(The data)
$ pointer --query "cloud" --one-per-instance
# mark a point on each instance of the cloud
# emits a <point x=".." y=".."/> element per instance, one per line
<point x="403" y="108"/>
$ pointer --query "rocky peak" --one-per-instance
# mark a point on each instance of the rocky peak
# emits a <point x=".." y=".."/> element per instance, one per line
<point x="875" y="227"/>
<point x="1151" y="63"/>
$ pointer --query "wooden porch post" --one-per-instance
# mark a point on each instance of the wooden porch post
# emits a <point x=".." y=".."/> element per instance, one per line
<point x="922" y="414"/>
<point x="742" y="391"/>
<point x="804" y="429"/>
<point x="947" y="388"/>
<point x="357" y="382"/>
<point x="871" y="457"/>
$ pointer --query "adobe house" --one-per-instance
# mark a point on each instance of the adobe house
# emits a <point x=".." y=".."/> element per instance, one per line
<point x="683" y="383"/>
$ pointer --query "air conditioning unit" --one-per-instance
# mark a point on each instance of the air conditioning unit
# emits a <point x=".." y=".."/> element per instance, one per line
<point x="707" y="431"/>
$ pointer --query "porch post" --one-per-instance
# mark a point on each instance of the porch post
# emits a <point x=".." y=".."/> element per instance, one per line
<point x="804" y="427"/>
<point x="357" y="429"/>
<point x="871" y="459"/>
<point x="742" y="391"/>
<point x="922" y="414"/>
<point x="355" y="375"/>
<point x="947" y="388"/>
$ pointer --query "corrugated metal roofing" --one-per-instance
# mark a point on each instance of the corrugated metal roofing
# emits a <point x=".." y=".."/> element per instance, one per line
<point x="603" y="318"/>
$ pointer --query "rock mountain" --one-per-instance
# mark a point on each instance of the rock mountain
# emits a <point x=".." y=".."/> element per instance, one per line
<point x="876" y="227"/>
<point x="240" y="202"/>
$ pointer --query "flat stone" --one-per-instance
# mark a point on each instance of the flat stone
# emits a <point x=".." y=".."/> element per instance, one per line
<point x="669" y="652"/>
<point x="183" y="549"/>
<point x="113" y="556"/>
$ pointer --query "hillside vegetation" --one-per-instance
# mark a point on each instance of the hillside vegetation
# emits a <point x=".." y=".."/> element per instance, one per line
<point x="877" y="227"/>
(End The data)
__Task objective__
Take the entries above and transcribe them exactly as they stand.

__Output for this task__
$ pointer --query "cloud" --one-per-instance
# mark a point on each instance of the cloud
# emits a <point x=".." y=".."/> element per instance, one per line
<point x="403" y="108"/>
$ pointer --query "rocky peak" --one-per-instance
# mark a point on each instance of the rocky peak
# emits a <point x=".." y=".."/> element per instance, one per line
<point x="875" y="227"/>
<point x="1151" y="63"/>
$ pointer --query "wooden porch post" --one-per-instance
# mark a point on each instance of the wooden porch post
# emits a <point x=".." y=".."/> element per instance, one per line
<point x="922" y="414"/>
<point x="742" y="391"/>
<point x="804" y="429"/>
<point x="947" y="388"/>
<point x="357" y="382"/>
<point x="871" y="457"/>
$ pointer --query "adobe house" --one-per-instance
# mark a point on each instance of the adobe house
# emits a <point x=".." y=".."/> element per instance, one per line
<point x="683" y="383"/>
$ pointer --query "air conditioning unit" --one-per-instance
# mark a point on each instance of the air conditioning unit
# emits a <point x=".." y=".."/> element per instance, one per line
<point x="707" y="431"/>
$ pointer --query "porch post" --one-per-instance
# mark a point on each instance of the porch post
# emits a <point x=".." y=".."/> element per instance, one per line
<point x="804" y="427"/>
<point x="357" y="429"/>
<point x="871" y="459"/>
<point x="742" y="391"/>
<point x="922" y="414"/>
<point x="355" y="375"/>
<point x="947" y="388"/>
$ pointer --query "corrugated metal roofing" --one-per-instance
# mark a point on each instance of the corrugated metal roofing
# emits a <point x=".." y=".."/> element per instance, one per line
<point x="603" y="318"/>
$ pointer --query "rock mountain" --one-per-instance
# mark a point on each instance of the rock mountain
# emits a <point x=".." y=".."/> element per instance, one per line
<point x="876" y="227"/>
<point x="240" y="202"/>
$ pointer --query "flat stone" --one-per-instance
# mark a point on each instance of the flat stone
# emits a <point x=".." y=".."/> element per instance, one per line
<point x="669" y="652"/>
<point x="183" y="549"/>
<point x="113" y="556"/>
$ pointer --query "hillside vegetation" --one-per-instance
# mark a point on each instance of the hillside vegetation
# emits a <point x=".." y=".."/> element per instance, one per line
<point x="877" y="227"/>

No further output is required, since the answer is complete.